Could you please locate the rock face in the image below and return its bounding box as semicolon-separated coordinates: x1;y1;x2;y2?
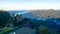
30;10;60;18
15;27;36;34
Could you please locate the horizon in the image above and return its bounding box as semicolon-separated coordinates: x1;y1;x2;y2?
0;0;60;10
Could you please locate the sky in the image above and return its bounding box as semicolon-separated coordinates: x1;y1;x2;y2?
0;0;60;10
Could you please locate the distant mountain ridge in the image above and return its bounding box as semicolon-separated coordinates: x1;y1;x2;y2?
30;10;60;18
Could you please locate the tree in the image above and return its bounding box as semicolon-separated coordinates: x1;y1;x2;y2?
0;10;10;28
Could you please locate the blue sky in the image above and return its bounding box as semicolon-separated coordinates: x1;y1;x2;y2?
0;0;60;10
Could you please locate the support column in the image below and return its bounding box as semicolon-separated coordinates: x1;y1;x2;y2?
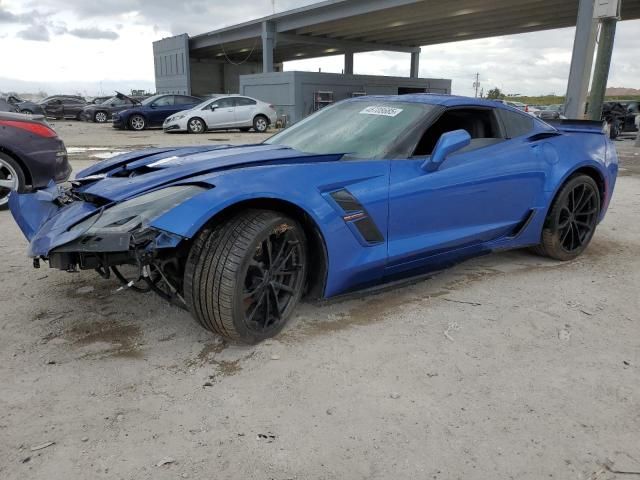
344;51;353;75
262;22;276;73
409;48;420;78
589;18;618;120
564;0;597;118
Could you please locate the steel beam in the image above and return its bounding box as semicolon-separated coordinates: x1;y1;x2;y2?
409;49;420;78
262;22;276;73
564;0;597;118
278;33;420;53
589;18;618;120
344;51;353;75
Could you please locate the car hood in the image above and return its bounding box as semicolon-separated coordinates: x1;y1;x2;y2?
9;144;342;257
76;144;342;202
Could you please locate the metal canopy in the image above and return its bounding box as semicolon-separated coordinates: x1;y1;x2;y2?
189;0;640;63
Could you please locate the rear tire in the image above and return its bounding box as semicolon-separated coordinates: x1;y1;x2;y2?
0;152;26;210
534;175;601;261
129;114;147;132
93;112;109;123
187;117;207;133
253;115;269;133
184;210;306;344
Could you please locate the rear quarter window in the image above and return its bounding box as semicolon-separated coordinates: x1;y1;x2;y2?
499;109;533;138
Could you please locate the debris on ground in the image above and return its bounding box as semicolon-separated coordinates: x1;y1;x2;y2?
31;442;56;452
444;322;460;342
256;433;276;443
156;457;176;467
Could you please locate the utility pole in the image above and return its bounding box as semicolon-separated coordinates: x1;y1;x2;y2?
589;17;618;120
473;73;480;98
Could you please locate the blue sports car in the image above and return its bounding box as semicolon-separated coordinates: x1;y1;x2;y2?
111;95;202;131
10;94;618;343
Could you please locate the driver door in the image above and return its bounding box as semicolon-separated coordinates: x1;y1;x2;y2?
203;97;236;129
387;108;548;274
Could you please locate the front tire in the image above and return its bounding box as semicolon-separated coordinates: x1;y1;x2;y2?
0;152;26;210
534;175;601;261
184;210;307;344
93;112;109;123
187;117;207;133
129;114;147;132
253;115;269;133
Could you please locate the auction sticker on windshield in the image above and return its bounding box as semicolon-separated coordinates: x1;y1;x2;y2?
360;105;402;117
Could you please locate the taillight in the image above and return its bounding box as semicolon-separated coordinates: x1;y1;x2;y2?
0;120;58;138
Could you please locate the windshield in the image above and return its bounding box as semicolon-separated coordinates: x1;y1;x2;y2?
265;100;433;158
191;95;220;110
140;95;164;105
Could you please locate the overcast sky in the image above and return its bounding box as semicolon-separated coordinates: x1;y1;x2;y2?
0;0;640;95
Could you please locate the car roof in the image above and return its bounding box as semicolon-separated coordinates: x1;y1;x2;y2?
351;93;520;108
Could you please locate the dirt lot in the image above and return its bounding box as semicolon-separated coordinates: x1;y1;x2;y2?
0;122;640;480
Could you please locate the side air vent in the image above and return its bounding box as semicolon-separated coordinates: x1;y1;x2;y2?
330;188;384;245
331;188;364;212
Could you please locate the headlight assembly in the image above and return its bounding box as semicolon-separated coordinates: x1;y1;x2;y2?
70;185;206;235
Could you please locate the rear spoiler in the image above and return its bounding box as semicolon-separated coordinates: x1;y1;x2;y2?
546;119;607;134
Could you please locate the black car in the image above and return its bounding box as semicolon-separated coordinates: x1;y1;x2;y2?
80;92;144;123
0;98;20;113
0;113;71;209
89;95;111;105
40;96;87;120
4;95;44;115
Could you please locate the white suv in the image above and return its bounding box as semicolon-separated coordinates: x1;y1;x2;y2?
162;95;277;133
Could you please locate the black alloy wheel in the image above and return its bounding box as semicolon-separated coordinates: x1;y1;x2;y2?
184;210;307;344
536;175;601;260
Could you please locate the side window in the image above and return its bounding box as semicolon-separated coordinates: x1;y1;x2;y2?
500;110;533;138
175;95;198;105
236;97;257;107
214;97;235;108
413;108;504;156
153;95;173;107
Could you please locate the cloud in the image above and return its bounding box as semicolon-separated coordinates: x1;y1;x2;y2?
17;24;49;42
68;28;119;40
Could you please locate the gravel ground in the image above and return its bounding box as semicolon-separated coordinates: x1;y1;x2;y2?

* * * * * * * * *

§ The problem:
Format the whole listing above as a JSON array of strings, one string per line and no blank lines. Leave out the pictures.

§ Reply:
[
  "Could you please locate the rock face in the image below and return its bounding box as semicolon-separated coordinates: x1;y1;x2;y2?",
  "30;10;60;18",
  "15;27;36;34",
  "Could you please locate the horizon in the image above and return its bounding box as semicolon-separated coordinates: x1;y1;x2;y2?",
  "0;0;60;10",
  "Could you please locate the sky in the image above and return its bounding box as semicolon-separated coordinates: x1;y1;x2;y2?",
  "0;0;60;10",
  "Could you please locate the distant mountain ridge in the image above and return its bounding box as semicolon-separated coordinates: x1;y1;x2;y2?",
  "30;10;60;18",
  "Could you please locate the tree in the image above and return its bounding box as semicolon-separated coordinates: x1;y1;x2;y2?",
  "0;10;10;28",
  "Could you please locate the blue sky in the image above and return its bounding box as semicolon-separated coordinates: x1;y1;x2;y2?",
  "0;0;60;10",
  "Could you please locate the support column in the image below and return its bounding box as semicolon-separated coordinates: x1;y1;x2;y2?",
  "344;51;353;75",
  "262;22;276;73",
  "409;48;420;78",
  "589;18;618;120",
  "564;0;597;118",
  "Could you please locate the steel beam in the image above and return its bounding box as semicolon-separated coordinates: x1;y1;x2;y2?",
  "409;49;420;78",
  "262;22;276;73",
  "564;0;597;118",
  "278;33;420;53",
  "589;18;618;120",
  "344;51;353;75",
  "Could you please locate the car hood in the image above and return its bounding box as semicolon-separated coordinates: x1;y1;x2;y2?",
  "9;144;342;257",
  "76;144;342;202",
  "Could you please locate the metal canopy in the image above and return its bounding box as semicolon-separated coordinates: x1;y1;x2;y2?",
  "189;0;640;63",
  "Could you please locate the rear tire in the image above and return its bounding box as semicolon-separated coordinates: x1;y1;x2;y2?",
  "0;152;26;210",
  "534;175;601;261",
  "129;114;147;132",
  "93;112;109;123",
  "187;117;207;133",
  "253;115;269;133",
  "184;210;306;344",
  "Could you please locate the rear quarter window in the image above and return its bounding box as semicolon-separated coordinates: x1;y1;x2;y2?",
  "499;109;533;138",
  "Could you please locate the debris on ground in the image above and return its bounding box as semicolon-separated coordinates: x1;y1;x2;y2?",
  "31;442;56;452",
  "444;322;460;342",
  "256;433;276;443",
  "156;457;176;467",
  "Could you please locate the utility pole in the image above and return its bounding box as semicolon-separated coordinates: x1;y1;x2;y2?",
  "589;17;618;120",
  "473;73;480;98",
  "Could you please locate the blue sports car in the image above and return its bounding box as semicolon-separated coordinates: x1;y1;x2;y2?",
  "111;95;202;131",
  "10;94;618;343",
  "Could you please locate the driver door in the image above and return its bounding box as semicolon-separated coordinates: x1;y1;x2;y2?",
  "203;97;236;129",
  "387;108;548;274",
  "Could you please locate the front tire in the image above and return its bounding box as semicolon-separated coordinates: x1;y1;x2;y2?",
  "0;152;26;210",
  "534;175;601;261",
  "184;210;307;344",
  "93;112;109;123",
  "187;117;207;133",
  "129;114;147;132",
  "253;115;269;133",
  "Could you please locate the auction sticker on windshield in the image above and return its bounding box as semicolon-separated coordinates: x1;y1;x2;y2?",
  "360;105;402;117",
  "Could you please locate the taillight in the image above and return its bounding box as semicolon-separated coordinates: x1;y1;x2;y2?",
  "0;120;58;138",
  "Could you please locate the windshield in the image above and return its bounding box as semicolon-separated coordinates: x1;y1;x2;y2?",
  "265;100;433;158",
  "191;95;220;110",
  "140;95;164;105",
  "Could you please locate the overcast sky in the image above and return its bounding box as semicolon-separated coordinates: x1;y1;x2;y2?",
  "0;0;640;95",
  "Could you please locate the car roof in the image above and return its bounding box as semicolon-separated coordinates: x1;y1;x2;y2?",
  "351;93;520;108",
  "Could you please locate the dirt lot in the image above and return its bounding box as semicolon-separated coordinates: x1;y1;x2;y2?",
  "0;122;640;480",
  "Could you please locate the side air vent in the image above and return its bounding box as semicolon-separated coordinates: x1;y1;x2;y2?",
  "330;188;384;245",
  "331;188;364;212",
  "Could you please locate the headlight assembly in the image above and return its bounding box as semicolon-separated coordinates: x1;y1;x2;y2?",
  "70;185;206;235",
  "Could you please locate the rear spoiler in the image above and return its bounding box as semicolon-separated coordinates: x1;y1;x2;y2?",
  "546;119;607;134",
  "Could you please locate the black car in the image above and return its bounding box as semicolon-separated coordinates: x1;y1;x2;y2?",
  "80;92;144;123",
  "0;98;20;113",
  "0;113;71;209",
  "89;95;111;105",
  "40;96;87;120",
  "4;95;44;115",
  "Could you please locate the white suv in the image above and return its bounding box as semicolon-separated coordinates: x1;y1;x2;y2?",
  "162;95;277;133",
  "Could you please locate the black alloy wheel in the image above and return its bounding box as semicolon-separated coordinates: x1;y1;x2;y2?",
  "184;210;307;344",
  "536;175;601;260",
  "Could you please locate the side window in the image above and return its bounding box as semicolon-separated coordinates: x1;y1;x2;y2?",
  "500;110;533;138",
  "175;95;198;105",
  "236;97;257;107",
  "214;97;235;108",
  "413;108;504;156",
  "153;95;173;107",
  "Could you please locate the cloud in the image above and return its bounding box as semicolon-separated coordinates: x1;y1;x2;y2?",
  "17;24;49;42",
  "68;28;119;40",
  "Could you please locate the gravel ground in the image above and return its bounding box as semicolon-separated coordinates: x1;y1;x2;y2?"
]